What lines of the data below hold the string "branch"? Copy each one out.

(Extracted records)
=== Begin Enclosure ===

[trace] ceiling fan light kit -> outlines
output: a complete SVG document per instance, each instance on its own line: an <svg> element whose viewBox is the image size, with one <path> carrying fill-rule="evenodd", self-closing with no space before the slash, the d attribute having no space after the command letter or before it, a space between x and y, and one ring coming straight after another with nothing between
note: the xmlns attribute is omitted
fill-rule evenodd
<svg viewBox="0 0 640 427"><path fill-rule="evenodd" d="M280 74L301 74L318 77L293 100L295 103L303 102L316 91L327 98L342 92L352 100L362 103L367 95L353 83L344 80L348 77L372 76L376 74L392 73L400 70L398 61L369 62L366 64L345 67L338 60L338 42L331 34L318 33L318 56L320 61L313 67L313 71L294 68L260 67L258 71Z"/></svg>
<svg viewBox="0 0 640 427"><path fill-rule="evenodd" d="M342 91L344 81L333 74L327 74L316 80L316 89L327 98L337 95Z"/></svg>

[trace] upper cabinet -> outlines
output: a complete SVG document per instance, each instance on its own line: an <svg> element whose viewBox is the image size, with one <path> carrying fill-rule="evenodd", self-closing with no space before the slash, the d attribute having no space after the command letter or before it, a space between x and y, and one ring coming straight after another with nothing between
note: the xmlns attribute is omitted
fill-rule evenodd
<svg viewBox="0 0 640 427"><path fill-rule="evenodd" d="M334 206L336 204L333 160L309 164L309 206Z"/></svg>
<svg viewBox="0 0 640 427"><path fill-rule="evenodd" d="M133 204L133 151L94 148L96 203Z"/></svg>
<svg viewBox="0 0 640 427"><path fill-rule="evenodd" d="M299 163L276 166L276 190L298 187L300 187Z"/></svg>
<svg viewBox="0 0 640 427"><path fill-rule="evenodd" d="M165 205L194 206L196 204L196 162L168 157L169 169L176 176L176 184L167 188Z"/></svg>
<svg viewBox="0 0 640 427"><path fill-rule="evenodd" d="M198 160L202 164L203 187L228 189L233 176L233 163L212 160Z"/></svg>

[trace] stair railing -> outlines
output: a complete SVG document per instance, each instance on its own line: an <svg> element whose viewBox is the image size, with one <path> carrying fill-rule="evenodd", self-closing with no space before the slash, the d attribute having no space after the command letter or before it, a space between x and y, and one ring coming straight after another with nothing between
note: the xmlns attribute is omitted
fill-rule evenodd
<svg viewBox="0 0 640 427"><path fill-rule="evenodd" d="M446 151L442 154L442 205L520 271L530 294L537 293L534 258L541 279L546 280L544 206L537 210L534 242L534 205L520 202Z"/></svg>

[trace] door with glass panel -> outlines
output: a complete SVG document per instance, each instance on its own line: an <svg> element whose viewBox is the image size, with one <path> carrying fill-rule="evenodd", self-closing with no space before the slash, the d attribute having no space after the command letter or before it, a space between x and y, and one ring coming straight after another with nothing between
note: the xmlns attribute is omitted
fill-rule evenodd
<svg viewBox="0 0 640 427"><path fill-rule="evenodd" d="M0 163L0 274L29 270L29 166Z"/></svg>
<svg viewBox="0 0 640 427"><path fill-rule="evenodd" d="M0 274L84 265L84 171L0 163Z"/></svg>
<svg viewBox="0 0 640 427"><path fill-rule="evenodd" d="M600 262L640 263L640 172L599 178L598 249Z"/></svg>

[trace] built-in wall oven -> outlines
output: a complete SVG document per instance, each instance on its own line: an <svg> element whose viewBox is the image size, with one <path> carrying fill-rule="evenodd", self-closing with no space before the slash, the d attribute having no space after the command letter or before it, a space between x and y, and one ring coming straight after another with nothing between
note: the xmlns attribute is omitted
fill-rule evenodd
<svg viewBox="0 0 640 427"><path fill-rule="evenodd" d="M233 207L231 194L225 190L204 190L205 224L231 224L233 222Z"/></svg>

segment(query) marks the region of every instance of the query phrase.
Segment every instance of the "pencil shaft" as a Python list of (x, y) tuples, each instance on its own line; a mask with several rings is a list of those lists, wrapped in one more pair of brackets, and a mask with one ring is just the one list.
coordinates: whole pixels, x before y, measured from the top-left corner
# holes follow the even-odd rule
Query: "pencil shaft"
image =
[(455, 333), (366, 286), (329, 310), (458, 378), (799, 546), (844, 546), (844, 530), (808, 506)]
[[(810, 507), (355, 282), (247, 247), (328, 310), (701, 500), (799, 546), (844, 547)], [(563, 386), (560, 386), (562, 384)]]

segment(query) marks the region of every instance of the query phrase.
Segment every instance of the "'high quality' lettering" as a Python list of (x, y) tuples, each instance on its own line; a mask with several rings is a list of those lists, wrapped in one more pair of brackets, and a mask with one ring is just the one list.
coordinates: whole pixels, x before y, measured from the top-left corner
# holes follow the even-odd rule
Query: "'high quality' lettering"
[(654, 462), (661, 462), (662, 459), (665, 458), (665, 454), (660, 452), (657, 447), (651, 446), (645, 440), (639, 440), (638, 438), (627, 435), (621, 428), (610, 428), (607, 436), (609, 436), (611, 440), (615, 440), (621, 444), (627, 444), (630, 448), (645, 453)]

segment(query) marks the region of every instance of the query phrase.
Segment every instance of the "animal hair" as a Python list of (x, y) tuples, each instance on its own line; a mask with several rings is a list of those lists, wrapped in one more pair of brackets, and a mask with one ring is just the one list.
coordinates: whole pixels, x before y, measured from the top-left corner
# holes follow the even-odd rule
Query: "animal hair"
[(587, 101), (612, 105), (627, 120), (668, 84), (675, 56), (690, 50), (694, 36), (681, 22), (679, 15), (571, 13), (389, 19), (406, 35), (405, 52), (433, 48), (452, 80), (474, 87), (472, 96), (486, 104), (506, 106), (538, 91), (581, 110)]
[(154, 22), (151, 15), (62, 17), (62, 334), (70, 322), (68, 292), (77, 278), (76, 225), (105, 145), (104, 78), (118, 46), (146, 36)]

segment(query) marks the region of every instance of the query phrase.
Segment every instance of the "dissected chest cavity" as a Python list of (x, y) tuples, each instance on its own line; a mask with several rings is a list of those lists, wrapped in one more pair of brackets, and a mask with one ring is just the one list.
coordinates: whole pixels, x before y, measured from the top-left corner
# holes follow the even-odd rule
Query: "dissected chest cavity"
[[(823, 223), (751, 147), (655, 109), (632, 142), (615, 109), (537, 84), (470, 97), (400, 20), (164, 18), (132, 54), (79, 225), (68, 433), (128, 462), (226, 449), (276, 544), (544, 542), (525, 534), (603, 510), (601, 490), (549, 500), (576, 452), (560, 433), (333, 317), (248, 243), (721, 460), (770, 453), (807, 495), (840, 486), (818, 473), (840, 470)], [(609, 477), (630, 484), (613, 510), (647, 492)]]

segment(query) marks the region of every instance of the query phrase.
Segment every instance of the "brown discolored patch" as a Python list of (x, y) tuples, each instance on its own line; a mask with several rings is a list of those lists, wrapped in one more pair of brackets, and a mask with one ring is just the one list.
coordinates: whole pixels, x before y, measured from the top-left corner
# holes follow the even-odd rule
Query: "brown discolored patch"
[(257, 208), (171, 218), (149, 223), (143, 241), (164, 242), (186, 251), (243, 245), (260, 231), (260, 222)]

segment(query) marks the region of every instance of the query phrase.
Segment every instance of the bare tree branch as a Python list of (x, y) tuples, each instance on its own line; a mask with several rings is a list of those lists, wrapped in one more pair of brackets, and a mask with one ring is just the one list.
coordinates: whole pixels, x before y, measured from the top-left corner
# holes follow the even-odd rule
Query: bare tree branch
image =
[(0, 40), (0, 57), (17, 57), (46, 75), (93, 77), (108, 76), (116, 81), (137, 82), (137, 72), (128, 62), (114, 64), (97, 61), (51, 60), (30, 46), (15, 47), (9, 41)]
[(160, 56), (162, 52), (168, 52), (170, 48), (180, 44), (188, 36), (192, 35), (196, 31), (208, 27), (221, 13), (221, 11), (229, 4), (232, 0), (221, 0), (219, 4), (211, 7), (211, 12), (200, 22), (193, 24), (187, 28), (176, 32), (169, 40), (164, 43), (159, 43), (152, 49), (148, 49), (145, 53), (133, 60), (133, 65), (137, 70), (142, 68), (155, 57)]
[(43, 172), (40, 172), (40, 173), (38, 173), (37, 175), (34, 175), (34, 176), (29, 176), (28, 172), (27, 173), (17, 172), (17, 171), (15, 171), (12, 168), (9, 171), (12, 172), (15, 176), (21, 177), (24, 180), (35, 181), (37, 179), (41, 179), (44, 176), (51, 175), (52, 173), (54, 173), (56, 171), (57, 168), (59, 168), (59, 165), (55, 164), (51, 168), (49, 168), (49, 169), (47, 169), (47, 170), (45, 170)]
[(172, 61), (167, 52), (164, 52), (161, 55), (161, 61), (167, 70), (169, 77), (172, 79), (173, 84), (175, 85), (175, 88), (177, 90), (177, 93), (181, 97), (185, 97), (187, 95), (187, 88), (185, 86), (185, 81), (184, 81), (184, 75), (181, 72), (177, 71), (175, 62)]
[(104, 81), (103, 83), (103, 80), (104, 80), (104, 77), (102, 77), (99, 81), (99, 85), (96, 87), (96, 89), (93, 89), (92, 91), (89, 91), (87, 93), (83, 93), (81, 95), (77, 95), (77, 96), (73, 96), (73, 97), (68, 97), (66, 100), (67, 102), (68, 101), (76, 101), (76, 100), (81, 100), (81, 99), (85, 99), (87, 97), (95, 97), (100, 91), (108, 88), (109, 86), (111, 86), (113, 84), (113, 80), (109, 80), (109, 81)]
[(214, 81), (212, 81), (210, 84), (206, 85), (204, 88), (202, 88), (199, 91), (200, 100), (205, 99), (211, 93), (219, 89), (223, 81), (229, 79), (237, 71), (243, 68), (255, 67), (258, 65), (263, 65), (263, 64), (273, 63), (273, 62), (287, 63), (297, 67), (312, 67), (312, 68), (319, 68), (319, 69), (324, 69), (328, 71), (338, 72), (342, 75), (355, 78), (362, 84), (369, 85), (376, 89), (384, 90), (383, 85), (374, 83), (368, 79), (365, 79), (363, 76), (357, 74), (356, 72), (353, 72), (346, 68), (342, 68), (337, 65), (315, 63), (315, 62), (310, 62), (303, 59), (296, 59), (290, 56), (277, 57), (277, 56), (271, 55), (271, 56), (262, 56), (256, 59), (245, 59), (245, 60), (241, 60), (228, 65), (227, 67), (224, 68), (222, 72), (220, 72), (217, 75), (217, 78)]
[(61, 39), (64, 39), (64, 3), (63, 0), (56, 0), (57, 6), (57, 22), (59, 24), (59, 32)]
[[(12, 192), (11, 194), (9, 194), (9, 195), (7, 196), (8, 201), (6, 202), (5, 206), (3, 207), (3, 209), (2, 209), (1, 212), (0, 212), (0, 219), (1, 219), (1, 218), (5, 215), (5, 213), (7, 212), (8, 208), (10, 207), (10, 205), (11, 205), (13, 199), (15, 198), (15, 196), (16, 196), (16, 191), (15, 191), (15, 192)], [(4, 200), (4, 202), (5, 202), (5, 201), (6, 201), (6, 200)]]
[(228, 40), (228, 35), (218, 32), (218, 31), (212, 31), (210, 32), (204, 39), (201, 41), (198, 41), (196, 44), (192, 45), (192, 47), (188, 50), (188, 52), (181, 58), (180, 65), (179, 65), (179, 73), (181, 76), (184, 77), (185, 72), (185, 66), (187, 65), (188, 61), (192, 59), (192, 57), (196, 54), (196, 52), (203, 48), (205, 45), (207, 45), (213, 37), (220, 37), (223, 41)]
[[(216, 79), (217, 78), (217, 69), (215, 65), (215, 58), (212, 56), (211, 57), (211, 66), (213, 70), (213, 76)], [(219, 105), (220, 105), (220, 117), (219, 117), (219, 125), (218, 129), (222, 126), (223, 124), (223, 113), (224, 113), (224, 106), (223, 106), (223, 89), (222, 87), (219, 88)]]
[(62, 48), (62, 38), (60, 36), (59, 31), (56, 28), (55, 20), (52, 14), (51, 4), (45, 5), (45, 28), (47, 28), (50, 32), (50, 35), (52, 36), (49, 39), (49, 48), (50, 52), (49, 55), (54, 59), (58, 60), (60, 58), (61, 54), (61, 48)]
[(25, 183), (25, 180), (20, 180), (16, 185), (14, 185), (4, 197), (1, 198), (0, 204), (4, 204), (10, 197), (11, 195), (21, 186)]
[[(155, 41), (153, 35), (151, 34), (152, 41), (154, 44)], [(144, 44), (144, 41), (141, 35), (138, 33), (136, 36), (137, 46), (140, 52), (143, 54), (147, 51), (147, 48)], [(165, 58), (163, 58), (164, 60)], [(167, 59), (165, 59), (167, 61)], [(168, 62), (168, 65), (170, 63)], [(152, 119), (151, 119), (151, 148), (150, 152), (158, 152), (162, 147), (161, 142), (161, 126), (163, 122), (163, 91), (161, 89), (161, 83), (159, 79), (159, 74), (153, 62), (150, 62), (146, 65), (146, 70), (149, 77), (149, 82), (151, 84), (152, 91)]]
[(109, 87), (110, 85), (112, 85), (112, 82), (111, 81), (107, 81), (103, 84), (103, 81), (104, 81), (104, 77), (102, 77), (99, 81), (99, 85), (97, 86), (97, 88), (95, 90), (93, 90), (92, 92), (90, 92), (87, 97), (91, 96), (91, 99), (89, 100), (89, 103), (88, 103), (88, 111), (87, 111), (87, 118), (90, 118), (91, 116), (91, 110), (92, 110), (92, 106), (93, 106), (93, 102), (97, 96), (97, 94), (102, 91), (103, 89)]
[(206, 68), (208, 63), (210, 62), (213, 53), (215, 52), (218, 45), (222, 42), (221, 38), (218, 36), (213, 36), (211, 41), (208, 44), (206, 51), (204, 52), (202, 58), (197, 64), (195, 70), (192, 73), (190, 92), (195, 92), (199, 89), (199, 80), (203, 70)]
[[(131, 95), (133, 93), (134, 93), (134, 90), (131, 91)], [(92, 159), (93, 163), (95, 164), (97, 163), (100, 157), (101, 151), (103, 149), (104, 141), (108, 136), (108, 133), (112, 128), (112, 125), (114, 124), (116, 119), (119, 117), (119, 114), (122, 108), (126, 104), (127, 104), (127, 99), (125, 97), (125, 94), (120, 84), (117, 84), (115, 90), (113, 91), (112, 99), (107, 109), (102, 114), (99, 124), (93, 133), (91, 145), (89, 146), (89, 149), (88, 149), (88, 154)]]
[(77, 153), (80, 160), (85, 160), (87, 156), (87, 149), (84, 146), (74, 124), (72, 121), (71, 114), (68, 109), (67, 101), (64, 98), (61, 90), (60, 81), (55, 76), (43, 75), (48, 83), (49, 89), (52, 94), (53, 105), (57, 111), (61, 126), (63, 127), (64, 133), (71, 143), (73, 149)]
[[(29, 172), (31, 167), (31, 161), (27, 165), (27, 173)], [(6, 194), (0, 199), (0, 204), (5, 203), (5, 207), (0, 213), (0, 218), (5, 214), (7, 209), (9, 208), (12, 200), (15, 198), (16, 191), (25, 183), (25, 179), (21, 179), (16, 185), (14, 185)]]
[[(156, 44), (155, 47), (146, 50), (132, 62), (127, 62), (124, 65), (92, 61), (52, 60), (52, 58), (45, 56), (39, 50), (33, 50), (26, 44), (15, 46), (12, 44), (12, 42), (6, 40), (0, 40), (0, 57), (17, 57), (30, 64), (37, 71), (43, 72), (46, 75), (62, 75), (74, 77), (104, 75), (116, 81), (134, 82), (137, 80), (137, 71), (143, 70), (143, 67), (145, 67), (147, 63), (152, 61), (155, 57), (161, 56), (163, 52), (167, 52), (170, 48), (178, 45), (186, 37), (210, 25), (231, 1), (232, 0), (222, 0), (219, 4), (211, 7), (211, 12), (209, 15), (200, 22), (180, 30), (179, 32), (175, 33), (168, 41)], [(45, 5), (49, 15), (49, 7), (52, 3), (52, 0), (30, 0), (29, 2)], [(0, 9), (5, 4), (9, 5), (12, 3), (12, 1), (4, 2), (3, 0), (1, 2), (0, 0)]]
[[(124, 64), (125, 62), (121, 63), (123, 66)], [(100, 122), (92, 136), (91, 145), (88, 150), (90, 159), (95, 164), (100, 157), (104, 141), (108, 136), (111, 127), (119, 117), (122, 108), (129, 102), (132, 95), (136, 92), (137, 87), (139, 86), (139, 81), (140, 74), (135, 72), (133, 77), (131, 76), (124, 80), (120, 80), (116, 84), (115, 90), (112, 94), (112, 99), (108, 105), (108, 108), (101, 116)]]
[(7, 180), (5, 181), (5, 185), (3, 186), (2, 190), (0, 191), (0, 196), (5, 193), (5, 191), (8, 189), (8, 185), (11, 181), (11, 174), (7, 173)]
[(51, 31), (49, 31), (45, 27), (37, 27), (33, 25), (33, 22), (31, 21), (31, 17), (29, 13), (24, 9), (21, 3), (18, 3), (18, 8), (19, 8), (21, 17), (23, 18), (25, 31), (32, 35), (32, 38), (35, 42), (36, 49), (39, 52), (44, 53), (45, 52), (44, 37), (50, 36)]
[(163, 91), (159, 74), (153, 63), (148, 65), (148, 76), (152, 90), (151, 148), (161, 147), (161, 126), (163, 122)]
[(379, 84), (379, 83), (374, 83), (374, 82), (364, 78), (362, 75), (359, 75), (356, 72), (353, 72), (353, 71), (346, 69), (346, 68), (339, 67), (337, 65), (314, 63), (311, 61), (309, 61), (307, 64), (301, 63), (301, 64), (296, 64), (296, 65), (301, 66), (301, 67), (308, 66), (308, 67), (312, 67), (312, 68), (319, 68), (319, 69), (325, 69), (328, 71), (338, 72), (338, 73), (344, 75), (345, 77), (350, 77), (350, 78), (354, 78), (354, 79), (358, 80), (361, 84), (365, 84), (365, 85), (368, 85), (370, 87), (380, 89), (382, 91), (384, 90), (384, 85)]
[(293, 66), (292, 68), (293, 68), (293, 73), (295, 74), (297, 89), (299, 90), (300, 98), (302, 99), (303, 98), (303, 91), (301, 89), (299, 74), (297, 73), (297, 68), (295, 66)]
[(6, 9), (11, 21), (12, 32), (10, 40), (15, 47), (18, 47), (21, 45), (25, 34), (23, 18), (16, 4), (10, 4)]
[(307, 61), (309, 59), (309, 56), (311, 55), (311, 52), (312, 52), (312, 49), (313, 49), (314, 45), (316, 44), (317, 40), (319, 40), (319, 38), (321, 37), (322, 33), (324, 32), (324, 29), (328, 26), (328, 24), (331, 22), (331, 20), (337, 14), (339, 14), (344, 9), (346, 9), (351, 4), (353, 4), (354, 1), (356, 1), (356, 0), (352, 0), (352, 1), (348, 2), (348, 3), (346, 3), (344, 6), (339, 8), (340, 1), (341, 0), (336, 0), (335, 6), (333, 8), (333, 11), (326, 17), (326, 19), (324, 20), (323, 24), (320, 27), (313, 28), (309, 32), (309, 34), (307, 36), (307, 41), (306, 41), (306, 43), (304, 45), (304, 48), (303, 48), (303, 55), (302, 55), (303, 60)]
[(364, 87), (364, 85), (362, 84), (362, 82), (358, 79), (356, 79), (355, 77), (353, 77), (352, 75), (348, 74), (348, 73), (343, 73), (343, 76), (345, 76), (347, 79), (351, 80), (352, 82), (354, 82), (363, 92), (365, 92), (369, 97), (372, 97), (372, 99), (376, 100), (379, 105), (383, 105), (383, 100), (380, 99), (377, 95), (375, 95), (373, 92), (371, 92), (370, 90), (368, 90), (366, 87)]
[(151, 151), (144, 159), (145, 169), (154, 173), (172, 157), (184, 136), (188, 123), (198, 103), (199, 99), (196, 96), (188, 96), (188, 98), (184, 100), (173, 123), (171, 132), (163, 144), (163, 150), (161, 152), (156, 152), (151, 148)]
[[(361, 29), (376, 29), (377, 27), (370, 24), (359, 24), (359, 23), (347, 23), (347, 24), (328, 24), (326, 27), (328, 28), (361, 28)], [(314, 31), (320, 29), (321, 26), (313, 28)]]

=== End Enclosure ===

# RESULT OF THE EXERCISE:
Segment every instance of the bare tree branch as a Python list of (x, y) tuples, each instance on its own line; a mask with several rings is a list of those lists, wrapped in one more pair of brackets, and a mask with one ring is just the one list.
Query: bare tree branch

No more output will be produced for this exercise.